What you have to do: What is the number of lines in the data below that hold the word "blue"? Give nothing beyond that number.

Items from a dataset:

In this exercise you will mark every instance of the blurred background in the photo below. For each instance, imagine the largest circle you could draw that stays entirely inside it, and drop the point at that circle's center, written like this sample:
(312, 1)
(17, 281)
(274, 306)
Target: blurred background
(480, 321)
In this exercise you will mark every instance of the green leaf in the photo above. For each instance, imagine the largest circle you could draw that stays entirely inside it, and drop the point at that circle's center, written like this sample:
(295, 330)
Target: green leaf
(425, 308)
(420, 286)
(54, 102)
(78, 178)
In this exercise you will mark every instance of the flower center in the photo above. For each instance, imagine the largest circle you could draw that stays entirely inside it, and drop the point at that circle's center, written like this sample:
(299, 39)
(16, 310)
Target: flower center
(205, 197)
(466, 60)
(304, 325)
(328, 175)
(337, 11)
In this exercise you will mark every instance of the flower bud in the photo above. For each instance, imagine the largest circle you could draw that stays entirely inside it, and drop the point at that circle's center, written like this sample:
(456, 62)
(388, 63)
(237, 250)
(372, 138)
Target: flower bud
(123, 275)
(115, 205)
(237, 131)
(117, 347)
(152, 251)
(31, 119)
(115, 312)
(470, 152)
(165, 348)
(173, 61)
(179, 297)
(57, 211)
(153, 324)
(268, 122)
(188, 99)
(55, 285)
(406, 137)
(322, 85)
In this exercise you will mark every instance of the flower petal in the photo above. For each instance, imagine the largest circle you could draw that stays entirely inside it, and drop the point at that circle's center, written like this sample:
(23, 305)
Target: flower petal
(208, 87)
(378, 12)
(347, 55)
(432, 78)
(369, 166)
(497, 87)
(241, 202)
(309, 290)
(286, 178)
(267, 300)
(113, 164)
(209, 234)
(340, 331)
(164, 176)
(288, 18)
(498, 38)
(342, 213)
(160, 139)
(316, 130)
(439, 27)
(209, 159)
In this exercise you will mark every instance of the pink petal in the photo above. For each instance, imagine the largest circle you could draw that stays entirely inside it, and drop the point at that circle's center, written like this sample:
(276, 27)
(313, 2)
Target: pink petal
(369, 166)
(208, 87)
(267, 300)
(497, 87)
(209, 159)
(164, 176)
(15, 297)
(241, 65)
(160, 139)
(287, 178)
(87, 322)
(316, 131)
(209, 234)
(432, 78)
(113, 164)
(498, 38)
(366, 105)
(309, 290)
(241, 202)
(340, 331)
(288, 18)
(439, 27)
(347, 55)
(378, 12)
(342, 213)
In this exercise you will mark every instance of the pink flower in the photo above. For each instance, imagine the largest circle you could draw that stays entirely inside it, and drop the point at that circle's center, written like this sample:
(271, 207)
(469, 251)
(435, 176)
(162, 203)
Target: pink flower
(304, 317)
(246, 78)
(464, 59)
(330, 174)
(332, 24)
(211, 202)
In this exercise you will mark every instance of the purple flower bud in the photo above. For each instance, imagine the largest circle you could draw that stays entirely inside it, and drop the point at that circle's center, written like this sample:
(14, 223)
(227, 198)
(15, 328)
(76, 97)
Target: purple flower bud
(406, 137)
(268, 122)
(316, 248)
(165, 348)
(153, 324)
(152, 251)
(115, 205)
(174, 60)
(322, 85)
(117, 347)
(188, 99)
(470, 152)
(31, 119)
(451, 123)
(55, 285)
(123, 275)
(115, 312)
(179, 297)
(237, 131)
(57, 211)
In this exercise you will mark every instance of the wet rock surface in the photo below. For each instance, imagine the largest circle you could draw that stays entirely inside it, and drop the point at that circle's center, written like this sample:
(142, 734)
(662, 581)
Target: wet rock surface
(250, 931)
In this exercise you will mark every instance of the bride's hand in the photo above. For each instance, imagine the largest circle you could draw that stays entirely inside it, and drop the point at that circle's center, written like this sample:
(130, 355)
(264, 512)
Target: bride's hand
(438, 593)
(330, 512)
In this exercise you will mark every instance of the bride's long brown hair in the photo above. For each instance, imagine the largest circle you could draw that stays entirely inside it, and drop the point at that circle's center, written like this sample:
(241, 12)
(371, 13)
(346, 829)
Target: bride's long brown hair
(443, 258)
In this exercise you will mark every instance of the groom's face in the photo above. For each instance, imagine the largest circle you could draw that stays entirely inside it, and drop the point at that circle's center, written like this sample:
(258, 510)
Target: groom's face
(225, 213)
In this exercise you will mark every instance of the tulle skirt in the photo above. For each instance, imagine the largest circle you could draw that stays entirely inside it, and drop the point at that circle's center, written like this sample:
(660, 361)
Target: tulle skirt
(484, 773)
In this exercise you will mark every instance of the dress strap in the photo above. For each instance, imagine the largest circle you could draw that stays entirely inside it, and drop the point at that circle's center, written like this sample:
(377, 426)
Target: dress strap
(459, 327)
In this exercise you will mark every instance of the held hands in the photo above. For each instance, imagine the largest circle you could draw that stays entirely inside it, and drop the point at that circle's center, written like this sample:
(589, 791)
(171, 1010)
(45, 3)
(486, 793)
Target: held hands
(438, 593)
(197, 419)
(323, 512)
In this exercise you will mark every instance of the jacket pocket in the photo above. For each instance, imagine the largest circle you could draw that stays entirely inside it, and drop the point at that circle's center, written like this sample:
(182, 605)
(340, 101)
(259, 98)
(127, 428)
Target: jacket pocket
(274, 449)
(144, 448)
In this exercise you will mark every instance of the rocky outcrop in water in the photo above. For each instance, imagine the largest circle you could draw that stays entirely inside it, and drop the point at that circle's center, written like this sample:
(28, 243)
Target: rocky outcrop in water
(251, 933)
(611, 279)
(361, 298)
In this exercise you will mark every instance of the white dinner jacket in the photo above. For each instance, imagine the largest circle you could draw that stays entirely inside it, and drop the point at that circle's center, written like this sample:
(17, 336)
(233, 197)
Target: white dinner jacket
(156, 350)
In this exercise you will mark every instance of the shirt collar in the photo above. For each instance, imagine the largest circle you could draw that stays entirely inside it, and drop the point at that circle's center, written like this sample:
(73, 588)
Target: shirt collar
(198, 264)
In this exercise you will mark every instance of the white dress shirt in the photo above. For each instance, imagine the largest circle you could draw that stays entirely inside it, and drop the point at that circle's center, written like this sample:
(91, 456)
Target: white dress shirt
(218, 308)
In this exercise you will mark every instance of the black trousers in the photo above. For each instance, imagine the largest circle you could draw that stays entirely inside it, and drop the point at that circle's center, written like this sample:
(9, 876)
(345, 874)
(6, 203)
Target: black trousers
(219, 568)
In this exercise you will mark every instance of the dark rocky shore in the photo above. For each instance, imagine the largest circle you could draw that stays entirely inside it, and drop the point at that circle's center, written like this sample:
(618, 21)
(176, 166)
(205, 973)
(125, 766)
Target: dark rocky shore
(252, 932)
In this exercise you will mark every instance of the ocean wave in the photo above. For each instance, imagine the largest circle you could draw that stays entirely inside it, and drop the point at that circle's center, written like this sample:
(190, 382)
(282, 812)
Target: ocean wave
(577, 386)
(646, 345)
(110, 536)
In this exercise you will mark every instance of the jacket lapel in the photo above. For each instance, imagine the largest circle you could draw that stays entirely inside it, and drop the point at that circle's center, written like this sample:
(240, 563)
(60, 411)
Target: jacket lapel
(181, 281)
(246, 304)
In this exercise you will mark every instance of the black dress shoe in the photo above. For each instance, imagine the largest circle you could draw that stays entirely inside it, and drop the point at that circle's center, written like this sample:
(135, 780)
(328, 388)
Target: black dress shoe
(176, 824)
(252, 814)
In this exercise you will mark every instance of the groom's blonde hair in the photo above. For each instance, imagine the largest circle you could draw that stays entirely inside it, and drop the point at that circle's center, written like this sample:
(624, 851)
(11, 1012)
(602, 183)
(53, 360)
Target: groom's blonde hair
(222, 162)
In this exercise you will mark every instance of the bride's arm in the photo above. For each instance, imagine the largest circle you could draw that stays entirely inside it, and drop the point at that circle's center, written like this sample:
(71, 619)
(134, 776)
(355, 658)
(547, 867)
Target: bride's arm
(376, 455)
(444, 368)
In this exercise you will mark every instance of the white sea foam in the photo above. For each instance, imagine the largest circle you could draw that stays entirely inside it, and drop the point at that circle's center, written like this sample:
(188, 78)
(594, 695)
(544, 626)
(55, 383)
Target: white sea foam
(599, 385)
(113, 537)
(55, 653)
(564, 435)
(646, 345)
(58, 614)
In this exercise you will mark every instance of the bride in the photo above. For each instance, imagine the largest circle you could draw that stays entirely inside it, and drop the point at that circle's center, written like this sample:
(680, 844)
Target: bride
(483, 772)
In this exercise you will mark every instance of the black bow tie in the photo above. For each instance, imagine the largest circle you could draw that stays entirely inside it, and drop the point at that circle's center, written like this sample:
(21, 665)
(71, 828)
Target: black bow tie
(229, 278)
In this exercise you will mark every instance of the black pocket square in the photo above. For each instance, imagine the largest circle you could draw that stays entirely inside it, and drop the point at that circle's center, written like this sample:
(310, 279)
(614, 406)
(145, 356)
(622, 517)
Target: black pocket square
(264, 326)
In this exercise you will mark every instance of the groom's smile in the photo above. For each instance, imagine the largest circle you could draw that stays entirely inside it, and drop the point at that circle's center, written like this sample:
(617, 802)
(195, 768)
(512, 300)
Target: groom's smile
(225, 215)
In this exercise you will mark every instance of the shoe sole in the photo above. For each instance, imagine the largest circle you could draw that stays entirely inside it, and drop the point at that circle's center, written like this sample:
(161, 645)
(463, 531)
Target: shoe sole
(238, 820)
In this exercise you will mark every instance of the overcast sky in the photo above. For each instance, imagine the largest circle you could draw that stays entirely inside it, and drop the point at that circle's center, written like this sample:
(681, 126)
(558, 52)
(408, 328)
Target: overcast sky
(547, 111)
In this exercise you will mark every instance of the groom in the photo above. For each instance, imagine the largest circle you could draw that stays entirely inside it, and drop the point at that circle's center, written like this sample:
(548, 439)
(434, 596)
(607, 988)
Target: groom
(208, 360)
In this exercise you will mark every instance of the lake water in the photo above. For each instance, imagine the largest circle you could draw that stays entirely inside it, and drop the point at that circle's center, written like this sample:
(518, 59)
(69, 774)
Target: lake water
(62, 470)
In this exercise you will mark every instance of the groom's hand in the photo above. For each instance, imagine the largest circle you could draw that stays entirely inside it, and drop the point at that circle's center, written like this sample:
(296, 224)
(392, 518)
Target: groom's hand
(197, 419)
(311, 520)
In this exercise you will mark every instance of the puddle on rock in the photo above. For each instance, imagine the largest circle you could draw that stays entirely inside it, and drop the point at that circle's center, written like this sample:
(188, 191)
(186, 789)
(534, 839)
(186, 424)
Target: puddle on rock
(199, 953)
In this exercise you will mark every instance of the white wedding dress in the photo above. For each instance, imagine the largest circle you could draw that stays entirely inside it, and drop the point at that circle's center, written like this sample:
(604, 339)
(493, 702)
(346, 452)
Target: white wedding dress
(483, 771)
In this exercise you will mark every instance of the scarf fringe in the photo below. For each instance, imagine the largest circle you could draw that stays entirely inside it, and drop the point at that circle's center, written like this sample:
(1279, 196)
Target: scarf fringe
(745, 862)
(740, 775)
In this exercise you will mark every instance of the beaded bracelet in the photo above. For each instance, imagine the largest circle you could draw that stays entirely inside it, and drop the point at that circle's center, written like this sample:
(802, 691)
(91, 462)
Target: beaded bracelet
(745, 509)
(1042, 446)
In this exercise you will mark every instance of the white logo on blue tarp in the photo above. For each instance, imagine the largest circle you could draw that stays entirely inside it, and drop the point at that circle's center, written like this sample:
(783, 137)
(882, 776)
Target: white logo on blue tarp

Answer space: 2